◆ BRANO DI RIFERIMENTO:
----

Nave dopo
nave, disperati dopo disperati. Dalla fortezza Europa non si passa. Ancora
ostaggi in mare, del ministro Salvini e dell’Unione europea che soccorre ma
solo «su base volontaria»: sequestrati in mare dal ministro degli interni per
aprire una trattativa. Nella fortezza Bastiani del romanzo Il deserto
dei Tartari di Dino Buzzati, ogni gesto, ogni ritualità, ogni parola degli
umani lì in distaccamento militare a presidiare come avamposto i margini di un
deserto, è regolamentata dalla ideologia dell’attesa dell’invasione che deve
arrivare. La necessità di quella fortezza è data da questa attesa. Non altro.
La metafora
letteraria rispecchia le ore che stiamo vivendo, o meglio quelle che vivono gli
esseri umani sequestrati sulle navi. E insieme l’Europa reale, insidiata dai
nazionalismi, e l’Italia del governo del «contratto» che sempre più si
appalesa, nella sua duplice versione – «sociale» e d’ordine – come
consociativismo corporativo. Dove, per ribadire l’esistenza dello Stato di
diritto deve intervenire la «pacata» figura del presidente della repubblica.
A quale
ideologia appartenga questa ossessione del chiudere i porti e non accogliere è
presto detto: al «coas di Innsbruck», dal nome della cittadina dove pochi
giorni fa i governi, nella loro rappresentanza dei ministri degli interni, si
sono riuniti, anticipati da un vertice, fallito ma rivelatore, dei soli ministri
degli interni di Germania, Austria e Italia, Seehofer, Kickl e Salvini.
Singolare la conclusione del loro pre-vertice: nessuno dei tre è riuscito a
convincere l’altro, con Salvini che non ha convinto l’Austria a non chiudere i
confini al Brennero perché in un anno sono passati poco più di 200 migranti, né
Seehofer ha convinto Salvini a riprendersi i migranti che sono passati per
l’Italia; poi hanno acquisito che si possono accogliere solo i profughi che
vengono da guerre; e da ultimo, surreale, che l’Ue deve dichiarare i porti
libici “porti sicuri” dove poter ricacciare i profughi.
Non sanno
quello che vogliono e non conoscono la realtà ma vogliono governarla.
Perchè la
realtà è quella di un Continente africano dilaniato da almeno trenta conflitti
aperti o di bassa intensità, dove continuiamo a vendere armi perché si espanda
il proficuo mercato della guerra; la realtà è che la Libia (la chiave del
problema) è stata devastata 7 anni fa dalla guerra della Nato a guida francese,
con partecipazione italiana; e che in Siria lo stesso tentativo invece non è
andato in porto, ma il Paese è in macerie e milioni di persone sono profughe.

----

◆ DATI FORNITI:

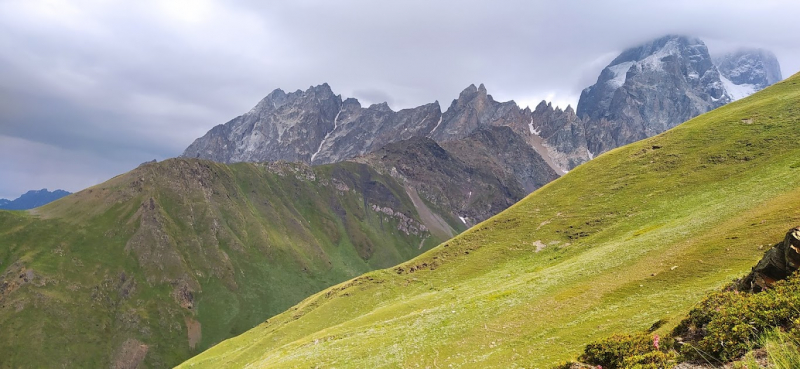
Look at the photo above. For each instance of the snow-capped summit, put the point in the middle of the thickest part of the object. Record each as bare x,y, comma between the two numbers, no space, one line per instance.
746,71
688,84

----

◆ COSA FARAI:
**1)** Nel brano sulla fortezza Europa, quanti migranti sono passati in un anno al Brennero?
**2)** Prosegui il brano sulla fortezza Europa, riprendendo subito dopo l'ultima frase riportata.

◆ LE RISPOSTE:
**1)** Poco più di 200.

**2)**
Allora se fuggono da queste guerre possono essere accolti o no? Difficile
negare l’accoglienza a chi fugge da guerre da noi provocate; ma la verifica,
dicono gli «statisti», va fatta fuori dall’Europa: insomma teniamoli ben
lontani. Dove ricacciarli allora? Ma nei porti della Libia che l’Ue deve
dichiarare sicuri.
E qui, non
solo Salvini, ma tutta la compagine politica continua a recitare il teatrino
dell’«autorità libica». Per un Paese dilaniato ancora dalla guerra, diviso in
almeno tre autorità politiche, qual è e dove stà l’«autorità», a Tripoli e
nella Tripolitania in mano a centinaia di milizie armate, a Bengasi da Haftar,
nei terminali petroliferi delle multinazionali, nel rinascente ruolo di Seif Al
Islam, il figlio di Gheddafi, o tra le milizie del Fezzan. Eppure Salvini,
Tajani, Moaevero sono andati in crociera dall’«autorità libica». Così fan
tutti, il viatico certo l’ha iniziato Minniti (idolatrato dagli editoriali di
Travaglio sul Fatto), ma ora ci andrà forse anche Di Maio e di certo il
presidente del Consiglio desaparesido, Giuseppe Conte. Tutti a Tripoli
dall’inesistente al-Sarraj a santificare la guardia costiera libica che cambia
casacca ogni dì, da trafficante a miliziano a jihadista, a torturatore a
carceriere, a guardia costiera… Mentre tutte le «Libie» esistenti fanno saper
che non vogliono né hot spot né ingerenza italiana. E l’Italia ora andrà a
presidiare il Niger, su 5mila km di frontiera per contenderlo all’influenza
francese: é quello «il confine d’Europa».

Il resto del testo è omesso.